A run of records
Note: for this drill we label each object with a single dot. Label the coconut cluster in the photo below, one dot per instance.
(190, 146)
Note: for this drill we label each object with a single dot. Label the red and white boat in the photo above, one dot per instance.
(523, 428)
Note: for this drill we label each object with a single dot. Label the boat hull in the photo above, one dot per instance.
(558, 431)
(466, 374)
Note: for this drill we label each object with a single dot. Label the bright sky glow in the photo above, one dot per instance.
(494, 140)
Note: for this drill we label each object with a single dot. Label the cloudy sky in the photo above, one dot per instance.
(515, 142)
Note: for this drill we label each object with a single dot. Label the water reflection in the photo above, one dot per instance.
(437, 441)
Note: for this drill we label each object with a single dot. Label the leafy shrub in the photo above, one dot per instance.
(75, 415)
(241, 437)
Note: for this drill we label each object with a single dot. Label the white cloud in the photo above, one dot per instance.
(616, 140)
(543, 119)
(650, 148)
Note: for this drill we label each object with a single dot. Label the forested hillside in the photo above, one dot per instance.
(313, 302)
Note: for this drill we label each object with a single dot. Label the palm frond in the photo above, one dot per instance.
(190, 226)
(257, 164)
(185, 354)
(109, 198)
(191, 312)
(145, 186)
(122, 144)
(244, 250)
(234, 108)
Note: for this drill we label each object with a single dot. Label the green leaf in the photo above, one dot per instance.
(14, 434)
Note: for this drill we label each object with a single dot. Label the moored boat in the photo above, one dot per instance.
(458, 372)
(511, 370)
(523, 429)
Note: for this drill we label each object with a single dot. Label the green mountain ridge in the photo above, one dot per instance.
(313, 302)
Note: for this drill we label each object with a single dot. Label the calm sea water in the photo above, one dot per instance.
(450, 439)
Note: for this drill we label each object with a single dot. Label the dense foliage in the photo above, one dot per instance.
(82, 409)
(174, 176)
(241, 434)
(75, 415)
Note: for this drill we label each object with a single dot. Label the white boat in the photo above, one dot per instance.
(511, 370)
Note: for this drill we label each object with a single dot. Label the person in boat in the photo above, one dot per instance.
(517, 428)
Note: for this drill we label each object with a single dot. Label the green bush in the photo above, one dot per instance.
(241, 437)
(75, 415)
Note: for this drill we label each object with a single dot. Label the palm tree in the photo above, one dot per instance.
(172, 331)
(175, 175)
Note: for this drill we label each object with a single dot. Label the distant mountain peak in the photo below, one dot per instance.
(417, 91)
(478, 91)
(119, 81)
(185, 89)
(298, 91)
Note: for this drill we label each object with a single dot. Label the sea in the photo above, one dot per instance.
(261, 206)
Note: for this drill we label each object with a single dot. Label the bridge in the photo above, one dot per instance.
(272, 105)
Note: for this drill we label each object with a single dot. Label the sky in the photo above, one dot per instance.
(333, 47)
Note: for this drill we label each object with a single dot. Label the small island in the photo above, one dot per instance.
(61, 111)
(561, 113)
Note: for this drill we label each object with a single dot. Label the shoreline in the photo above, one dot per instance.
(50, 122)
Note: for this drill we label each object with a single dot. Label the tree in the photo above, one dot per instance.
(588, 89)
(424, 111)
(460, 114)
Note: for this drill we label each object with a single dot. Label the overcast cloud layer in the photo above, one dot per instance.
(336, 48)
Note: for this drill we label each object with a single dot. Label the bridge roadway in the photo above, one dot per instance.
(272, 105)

Work to complete: Copy out every one of these records word for word, keeping each line as it stands.

Final answer:
Note: for this drill we label each object with a single dot. Label the coconut cluster in the photo below, one dot per instance.
(190, 146)
Note: for this drill we label each object with a single dot. Label the red and white boat in the photo above, one dot per instance.
(523, 428)
Note: for this drill we label each object with a single dot. Label the boat hull in the photo above, one dot per instance.
(558, 431)
(466, 374)
Note: for this drill we label each object with a single dot. Label the bright sky glow in the photo above, one dot per instance.
(494, 140)
Note: for this drill we label each object with a single dot. Label the cloudy sky in the photo above, one dot per instance.
(515, 142)
Note: for this drill we label each object with a single dot. Label the water reflection in the photo above, one dot per instance.
(437, 441)
Note: for this drill we label each object with a single dot. Label the leafy shrub in the photo above, one dot per instance.
(75, 415)
(241, 437)
Note: for this drill we label each object with a single dot. Label the white cloud in the photo above, one dot per instance.
(616, 140)
(543, 119)
(650, 148)
Note: for this drill we label each object with a single dot. Label the forested hillside in the photo above, one dot per instance.
(313, 302)
Note: for this drill we label each object with a single dot. Label the palm frond in the photo above, one dot per instance.
(190, 226)
(257, 164)
(185, 354)
(109, 198)
(191, 312)
(145, 186)
(122, 144)
(244, 250)
(234, 108)
Note: for this drill we label each object with a single dot. Label the green leaf in the photo above, one dot per instance.
(14, 434)
Note: for this drill we label each object with a single dot. Label the moored boat in the photo above, one dot per instance.
(458, 372)
(511, 370)
(523, 429)
Note: for this drill we label each object with a single dot. Label the green mountain ridge in the photo above, one dot per instance.
(313, 302)
Note: for this drill we label each object with a single dot. Label the calm sea water in the photo above, one dot per instance.
(450, 439)
Note: for this drill we label each object with a single dot. Label the dense foliage in the photo above, one dot per instance.
(82, 409)
(174, 176)
(241, 434)
(75, 415)
Note: for this drill we label each object with a single dot. Label the white boat in the photo above, one dot per instance.
(511, 370)
Note: for this drill we label each object with a single dot. Label the person in boat in the photo above, one dot per instance.
(517, 428)
Note: for this drill we label each object with a single dot. Label the green bush in the photo above, one dot per instance.
(241, 437)
(75, 415)
Note: for this drill we label each object with a single dot. Label the palm tree in the photo above, one dot per instance.
(172, 331)
(175, 175)
Note: for this drill we label each object with a single dot. Label the distant mountain peak in the photo below, one dot per instance.
(417, 91)
(478, 91)
(119, 81)
(185, 89)
(298, 91)
Note: for this drill we label each object with a single dot. Label the sea in the photo above, one dot per instance.
(261, 206)
Note: for this drill we label each object with a single dot. Label the bridge in the photo above, one dot per instance.
(272, 105)
Note: for this drill we label each object with a single dot. Label the sky in the photo above, one dot per instance.
(333, 47)
Note: for this drill we label each object with a single dot. Label the small island in the photo above, one dot per instance.
(61, 111)
(561, 113)
Note: for this drill we label each object with a single dot. Label the shoreline in the photo above, one dot per instance.
(50, 122)
Note: for this drill we label each object with a single dot. Label the tree in the photo above, one dot per instance.
(588, 89)
(424, 111)
(460, 114)
Note: for this drill we label each object with a single dot. Label the overcast cloud layer in the photo above, one dot per instance.
(336, 48)
Note: for this drill we label each object with a single dot. Label the bridge roadway in the photo above, one dot per instance.
(272, 105)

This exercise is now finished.